TO DO :: Format the lines from the one containing "run: locate small insect" through the end of the items, both ends included, as a numbered list, omitting any blank lines.

PROVIDED INFORMATION ::
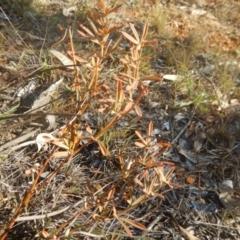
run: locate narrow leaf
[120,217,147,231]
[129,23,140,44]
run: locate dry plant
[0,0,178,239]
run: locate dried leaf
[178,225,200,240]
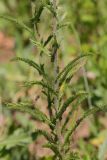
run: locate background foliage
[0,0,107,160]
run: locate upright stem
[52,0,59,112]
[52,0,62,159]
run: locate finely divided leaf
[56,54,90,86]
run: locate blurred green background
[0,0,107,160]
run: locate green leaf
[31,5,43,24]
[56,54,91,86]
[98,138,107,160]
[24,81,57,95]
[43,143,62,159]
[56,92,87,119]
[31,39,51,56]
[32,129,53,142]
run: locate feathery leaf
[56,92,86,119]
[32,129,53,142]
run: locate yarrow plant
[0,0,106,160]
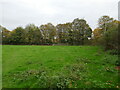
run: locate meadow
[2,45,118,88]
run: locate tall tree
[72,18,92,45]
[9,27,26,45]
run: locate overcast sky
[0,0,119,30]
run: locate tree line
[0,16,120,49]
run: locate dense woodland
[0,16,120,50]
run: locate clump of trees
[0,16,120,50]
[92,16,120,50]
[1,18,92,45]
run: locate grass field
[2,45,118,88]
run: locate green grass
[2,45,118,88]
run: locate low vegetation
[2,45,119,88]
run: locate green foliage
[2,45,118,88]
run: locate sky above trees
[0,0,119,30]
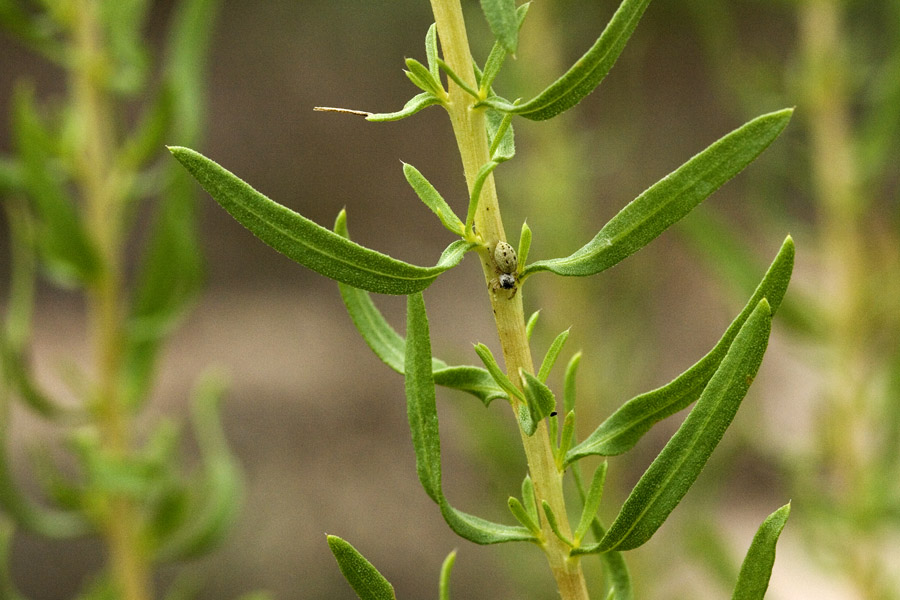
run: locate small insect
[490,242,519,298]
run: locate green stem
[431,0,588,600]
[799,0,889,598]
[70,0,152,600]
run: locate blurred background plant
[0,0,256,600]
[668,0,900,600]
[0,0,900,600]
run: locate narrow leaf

RESPONSE TO THE TASK ::
1. run: locate small insect
2. [490,242,519,298]
3. run: locate green stem
4. [431,0,588,600]
5. [799,0,889,598]
6. [70,0,152,600]
7. run: locate blurred background plant
8. [0,0,256,600]
9. [668,0,900,600]
10. [0,0,900,600]
11. run: locate narrow leaf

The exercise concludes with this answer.